**SUPPLIED TEXT**
SQL Best Practices in less than 20 minutes 2/3


Uploaded by roughsealtd on 27.01.2008

Transcript:
Tried-and-true recipe number 2 consists in making existing indexes unusable.
Whenever you search a key in an index, it’s very similar to your searching a word in a
dictionary.
The database server compares what it finds in tree nodes to the key being searched and
descends the tree according to a comparison between
what is searched and the value found in the current node,
just like you move backwards and forwards in the dictionary depending
on the first and last words on a page. The word you search is like the index key.
Now, if I give you a dictionary and ask you to find the number of the page where the word
rill is located, it’s a question that is very
similar to this SQL query.
Suppose now that the dictionary is an English-French dictionary. If I ask you to find the page
where to find the word that translates to ‘ru’ in French, you are at a loss because
you can no longer browse the dictionary.
The only option left is to start reading the dictionary from A to Z and check the translation
of all words. You will never do it, but a database
server will, and this happens as soon as you apply
a function to an indexed column that you want to search.
What you will do, though, and this is what you should do in SQL too, is go to the English-French
part of the dictionary, find the translation of “ru” in English, and then use the word
found to do a regular search.
Applying functions at the wrong place is a very common mistake, particularly with dates.
Tried-and-true recipe number 3 is to hard-code everything.
All products don’t behave exactly the same in this respect, but if you want to hit Oracle
particularly hard, this is a very good idea.
When SQL queries are built by program and simple concatenation, what happens when the
value of an identifier changes? For the DBMS, it’s a
brand new query, and it goes through analysis, often called
parsing, and the optimizer recomputes an execution plan, using a lot of CPU in the process.
This is a very simple Oracle PL/SQL example to show the extent of damages.
In the first example I execute repeatedly a query by concatenating the value of the
id that identifies the row to return to the statement. It doesn’t
run for ages, but the important thing to note is that
the elapsed time is all CPU time, and parsing represents about two thirds of it.

**DATA LINES**
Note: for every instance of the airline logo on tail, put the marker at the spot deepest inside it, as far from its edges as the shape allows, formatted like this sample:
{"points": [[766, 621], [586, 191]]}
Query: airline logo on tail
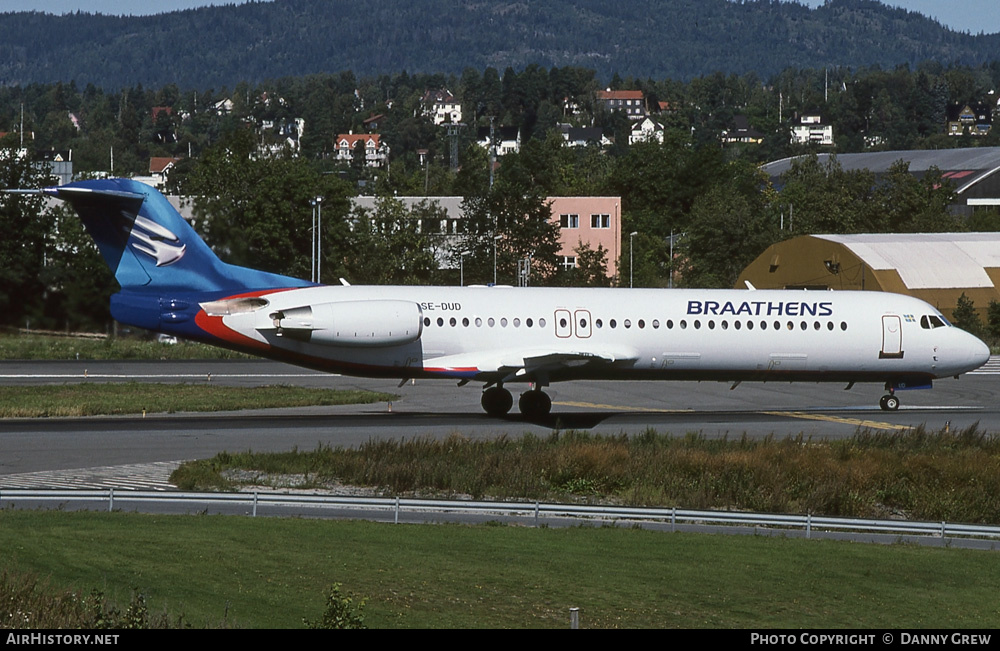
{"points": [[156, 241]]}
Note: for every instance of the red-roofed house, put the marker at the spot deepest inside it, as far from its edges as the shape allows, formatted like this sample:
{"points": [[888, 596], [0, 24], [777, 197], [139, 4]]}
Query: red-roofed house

**GIVEN REQUEST**
Write the next part of the SQL best-practices transcript, starting right after its last sentence. The listing has no part in what is asked here.

**RESULT**
In the second example, I execute the same query but pass the value of the identifier
as a parameter. The result is that parsing has dropped to
something negligible, and we divide run-time by a factor two
and a half for the very same process.
It is so obvious an improvement that both Oracle and Microsoft have done something to
try and fix poorly written code. You can ask the SQL engine to
force, more or less aggressively, the translation of constant
values to parameters so that queries are parsed only once.
But the problem is with the distribution of data. When your main criterion is something
like an indexed status indicator, which is usually very unevenly
distributed, you may have cases where the value that
is passed is very common and not selective at all,
and other cases where the value is very rare and very selective.
In such a case, you don’t want all constants to be replaced by parameters
because if you have statistics telling the frequency of the different values,
it is very easy to have the optimizer derailed.
It will have to choose for instance, between using an index on a date, which will be best
for common values, and using an index on the status, which is the best for infrequent values.
For many databases, the choice of the execution plan depends on the first parameter value
that is met. It can cause plan instability, and queries
that run fast in the morning and slowly in the afternoon if
the query has been reparsed with the wrong parameter in-between.
In such a case, what you really want is to have TWO different statements that will execute
differently.
Tried-and-true recipe number 4 is to abuse procedural database accesses.
In my experience, it is no longer big bad SQL queries that are the biggest performance
issue.
Missing indexes are also, for the most part, a thing of the past – actually, many tables
I come across are over-indexed.
Most performance issues today are with too many fast or moderately fast queries. If you
take a look at the following procedure for instance (found
in production), there is no reason to insert data,
then update what has just been inserted: it is very easy to insert the right data directly.
But I think that what explains the issue best is to show you week-end shopping, as I believe
it is practiced by most developers.
First they jump into their car.
Then they drive a little, until they arrive at the supermarket.
At this point there is something of an orientation run among the shelves of the various departments,
until they find what they want,
then head for the cashier,
drive back home,
store the milk into the fridge,
then start again for the next item on the shopping list.
This is exactly the way most programs use databases.
Where things become really funny, it’s when you consider the cures that are usually recommended.
First, black magic. Here you have a DBA in traditional DBA garb performing the magical
parameter dance.
Then you hear suggestions such as “we need some more powerful hardware”,
“We need more bandwidth”,
“we must tune the search query”,
or “we should try and improve I/Os”.
All of this will improve speed, somewhat.
But is it the issue, really? Well, I don’t think so.
Just keep in mind that unitary processing kills.
Tried-and-true recipe number 4.5 is to put user-functions everywhere.
Why 4.5? Because actually it’s a procedural variant.
I am going to take an example that talks to everyone: money.
Suppose we want to convert a certain amount from a foreign currency into our own currency.
We can write a function that takes the amount and the currency, then queries the table that
holds currency rates and returns the value converted to the last known exchange rate.
The query in the function is extremely fast.
If I run this query against a 2 million row table, it become awfully slow. I am cheating
a bit here, I got my result in a little over 9 minutes.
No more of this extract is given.